§ **Your objective**
Keep the images out and copy every entry below exactly.

§ **Provided data**

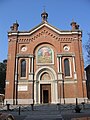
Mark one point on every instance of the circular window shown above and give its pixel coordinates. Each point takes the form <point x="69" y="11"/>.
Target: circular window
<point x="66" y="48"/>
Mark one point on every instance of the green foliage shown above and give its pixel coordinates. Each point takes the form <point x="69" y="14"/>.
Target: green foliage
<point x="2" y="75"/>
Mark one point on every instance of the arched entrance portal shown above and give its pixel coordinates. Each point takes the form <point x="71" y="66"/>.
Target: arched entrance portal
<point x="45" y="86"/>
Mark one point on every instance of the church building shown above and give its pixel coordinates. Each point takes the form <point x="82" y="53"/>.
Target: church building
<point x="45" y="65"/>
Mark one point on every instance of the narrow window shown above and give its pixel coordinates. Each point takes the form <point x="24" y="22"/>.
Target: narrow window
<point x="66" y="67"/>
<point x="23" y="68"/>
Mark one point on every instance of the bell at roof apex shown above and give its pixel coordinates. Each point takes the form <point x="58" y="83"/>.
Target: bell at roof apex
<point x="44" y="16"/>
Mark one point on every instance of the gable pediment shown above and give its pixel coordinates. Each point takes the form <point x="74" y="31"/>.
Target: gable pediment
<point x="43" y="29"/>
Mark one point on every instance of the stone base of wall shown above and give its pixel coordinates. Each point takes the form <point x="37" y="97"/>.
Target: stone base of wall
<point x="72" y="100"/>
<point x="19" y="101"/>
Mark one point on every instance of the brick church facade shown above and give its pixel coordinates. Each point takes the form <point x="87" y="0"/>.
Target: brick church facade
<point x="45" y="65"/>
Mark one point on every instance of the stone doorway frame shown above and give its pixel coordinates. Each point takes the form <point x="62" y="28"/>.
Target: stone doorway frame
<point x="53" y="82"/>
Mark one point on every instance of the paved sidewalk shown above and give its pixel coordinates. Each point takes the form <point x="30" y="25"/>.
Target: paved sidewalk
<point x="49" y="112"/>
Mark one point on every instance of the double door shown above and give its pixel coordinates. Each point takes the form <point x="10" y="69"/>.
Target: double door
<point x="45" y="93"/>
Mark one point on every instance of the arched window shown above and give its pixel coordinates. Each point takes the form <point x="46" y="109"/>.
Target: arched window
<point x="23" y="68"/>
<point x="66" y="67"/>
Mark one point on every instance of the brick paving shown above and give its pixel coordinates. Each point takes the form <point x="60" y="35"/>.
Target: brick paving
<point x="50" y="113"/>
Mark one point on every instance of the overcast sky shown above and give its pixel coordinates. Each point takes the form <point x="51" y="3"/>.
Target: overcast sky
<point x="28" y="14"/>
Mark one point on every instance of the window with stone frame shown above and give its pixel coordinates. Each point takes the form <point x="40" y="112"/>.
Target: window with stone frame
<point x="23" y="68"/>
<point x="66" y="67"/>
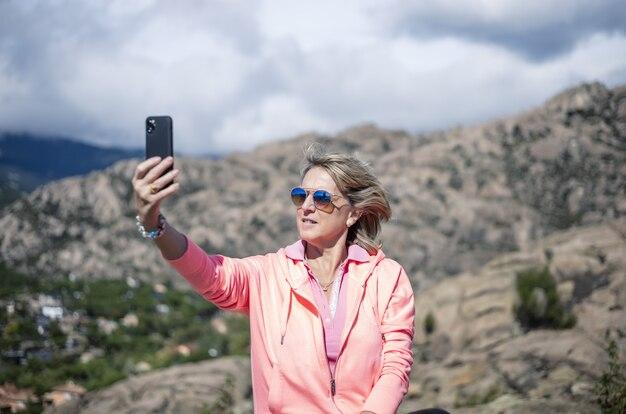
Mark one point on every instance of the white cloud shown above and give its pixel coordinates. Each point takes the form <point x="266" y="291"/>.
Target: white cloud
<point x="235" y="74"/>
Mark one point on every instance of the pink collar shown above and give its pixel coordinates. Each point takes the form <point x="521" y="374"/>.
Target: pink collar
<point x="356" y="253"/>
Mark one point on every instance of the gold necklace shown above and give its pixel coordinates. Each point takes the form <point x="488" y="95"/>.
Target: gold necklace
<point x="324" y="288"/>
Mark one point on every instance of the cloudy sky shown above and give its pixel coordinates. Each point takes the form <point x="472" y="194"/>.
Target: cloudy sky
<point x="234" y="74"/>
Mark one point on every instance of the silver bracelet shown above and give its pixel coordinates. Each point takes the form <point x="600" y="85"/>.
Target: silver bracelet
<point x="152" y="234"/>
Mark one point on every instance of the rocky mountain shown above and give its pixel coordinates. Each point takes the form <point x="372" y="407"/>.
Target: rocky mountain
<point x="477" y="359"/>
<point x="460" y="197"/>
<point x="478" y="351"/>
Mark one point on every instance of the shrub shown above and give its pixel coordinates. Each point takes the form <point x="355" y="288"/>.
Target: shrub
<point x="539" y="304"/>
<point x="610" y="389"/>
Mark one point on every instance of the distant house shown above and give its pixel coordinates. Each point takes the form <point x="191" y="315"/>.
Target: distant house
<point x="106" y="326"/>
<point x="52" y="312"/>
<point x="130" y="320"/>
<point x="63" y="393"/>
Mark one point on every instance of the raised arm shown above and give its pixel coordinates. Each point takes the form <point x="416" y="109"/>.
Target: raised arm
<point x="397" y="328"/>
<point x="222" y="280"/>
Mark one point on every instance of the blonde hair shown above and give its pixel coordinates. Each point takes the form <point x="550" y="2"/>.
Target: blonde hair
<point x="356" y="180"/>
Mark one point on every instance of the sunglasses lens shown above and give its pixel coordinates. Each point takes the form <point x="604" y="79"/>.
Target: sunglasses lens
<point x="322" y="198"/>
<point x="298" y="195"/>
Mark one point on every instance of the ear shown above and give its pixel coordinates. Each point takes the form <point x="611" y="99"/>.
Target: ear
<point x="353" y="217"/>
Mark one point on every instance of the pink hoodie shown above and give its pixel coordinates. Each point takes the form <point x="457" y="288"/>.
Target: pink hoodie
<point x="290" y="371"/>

§ **Task solution**
Mark one point on every instance of the circular window shown above and give its pixel coordinates. Each point takes the form <point x="69" y="11"/>.
Target: circular window
<point x="66" y="48"/>
Mark one point on every instance of the green foliage shown above and give its pixel coordinates. Each point takes the form <point x="69" y="14"/>.
Target: green foliage
<point x="2" y="75"/>
Mark one point on every instance of the arched entrance portal shown above and give its pixel coordinates. Each point takes the form <point x="71" y="66"/>.
Target: arched entrance portal
<point x="45" y="86"/>
Mark one point on every instance of the church building shown above and give its pixel coordinates. Each point takes the form <point x="82" y="53"/>.
Target: church building
<point x="45" y="65"/>
Mark one point on every instance of the narrow window shown above and give its pixel coordinates. Each point takes the form <point x="24" y="22"/>.
Target: narrow window
<point x="66" y="67"/>
<point x="23" y="68"/>
Mark one point on every instance of the bell at roof apex shown above and give its pixel coordinates. Each point takes the form <point x="58" y="83"/>.
Target: bell at roof apex
<point x="44" y="16"/>
Mark one point on every instance of the gable pediment shown above and give its pixel coordinates. Each point takes the form <point x="74" y="31"/>.
Target: gable pediment
<point x="43" y="29"/>
Mark one point on every instance of the stone base of wall shown above and give its pixel coordinates. Each point takes the form <point x="37" y="97"/>.
Target: stone base of wall
<point x="72" y="100"/>
<point x="19" y="101"/>
Mark one point on every instance of the brick church facade shown above and give its pixel coordinates. Each point takes the form <point x="87" y="0"/>.
Target: brick church facade
<point x="45" y="65"/>
Mark one point on every instance of the stone doorway frame shown above and give its pixel coordinates. Each point takes the form <point x="62" y="28"/>.
Target: stone doorway frame
<point x="53" y="82"/>
Mark one point on every instance of the paved sidewalk shown above and give its pixel coordinates. Each point takes the form <point x="30" y="25"/>.
Target: paved sidewalk
<point x="49" y="112"/>
Mark one point on every instance of the double door shown above and give its pixel coordinates. Each point takes the form <point x="10" y="69"/>.
Target: double door
<point x="45" y="93"/>
Mark one point on every instance of the arched window shown above and give its pixel coordinates. Each point takes the form <point x="46" y="109"/>.
Target: arched window
<point x="23" y="68"/>
<point x="66" y="67"/>
Mark one point on every instance of the brick paving shown above and give its pixel coordinates. Each point takes the form <point x="60" y="35"/>.
Target: brick paving
<point x="50" y="113"/>
Mark one point on every instance of the overcast sky shown above and give its pixel coordinates. Each point takes the form <point x="51" y="3"/>.
Target: overcast sky
<point x="28" y="14"/>
Mark one point on every instance of the window with stone frame shown above and give its pixel coordinates. Each point takes the form <point x="40" y="112"/>.
Target: window with stone frame
<point x="23" y="68"/>
<point x="66" y="67"/>
Mark one point on every instance of the white cloud shown above and give its pixel coordinates. Each point takes the form <point x="266" y="291"/>.
Target: white cloud
<point x="235" y="74"/>
Mark one point on every instance of the pink collar shown above and give its pixel coordinates. Each point takes the form <point x="521" y="374"/>.
Target: pink collar
<point x="356" y="253"/>
Mark one point on every instance of the gold necklace shown above and give its pixel coordinates. Each point takes the form <point x="488" y="95"/>.
Target: gold necklace
<point x="324" y="288"/>
Mark one point on every instance of the cloudy sky shown above and give its pixel coordinates. Each point takes the form <point x="472" y="194"/>.
Target: cloudy sky
<point x="234" y="74"/>
Mark one point on every instance of the silver bracelet shown above and give its pixel coordinates. Each point takes the form <point x="600" y="85"/>.
Target: silver bracelet
<point x="152" y="234"/>
Mark one point on every instance of the rocky mountain shown above and give its pixel coordinates. Each point takes the form <point x="372" y="407"/>.
Target: rocky mountain
<point x="477" y="359"/>
<point x="460" y="197"/>
<point x="478" y="351"/>
Mark one point on every instance of the shrub shown above and give its pixel coordinates. Each point takes the form <point x="355" y="288"/>.
Target: shrub
<point x="539" y="304"/>
<point x="610" y="389"/>
Mark one point on every instance of the distant house shown above and give its pixel coordinates. Each point takes the form <point x="191" y="315"/>.
Target: distant house
<point x="106" y="326"/>
<point x="52" y="312"/>
<point x="130" y="320"/>
<point x="63" y="393"/>
Mark one point on every instance of the raised arm shown above and give its pixel coordinates. Each point takes the form <point x="416" y="109"/>.
Target: raised arm
<point x="397" y="328"/>
<point x="222" y="280"/>
Mark one point on every instance of the blonde hair shown above and give its pixel coordinates. Each point takes the form <point x="550" y="2"/>.
Target: blonde hair
<point x="356" y="180"/>
Mark one point on every instance of the sunglasses lens shown above and give its pixel coordinates. Each point takes the form <point x="604" y="79"/>.
Target: sunglasses lens
<point x="322" y="198"/>
<point x="298" y="195"/>
Mark one point on every instance of the ear shown above and give its pixel coordinates. Each point takes the form <point x="611" y="99"/>.
Target: ear
<point x="353" y="217"/>
Mark one point on every instance of the pink hoodie shown above and give its pixel coordinates. Each point takes the form <point x="457" y="288"/>.
Target: pink hoodie
<point x="290" y="371"/>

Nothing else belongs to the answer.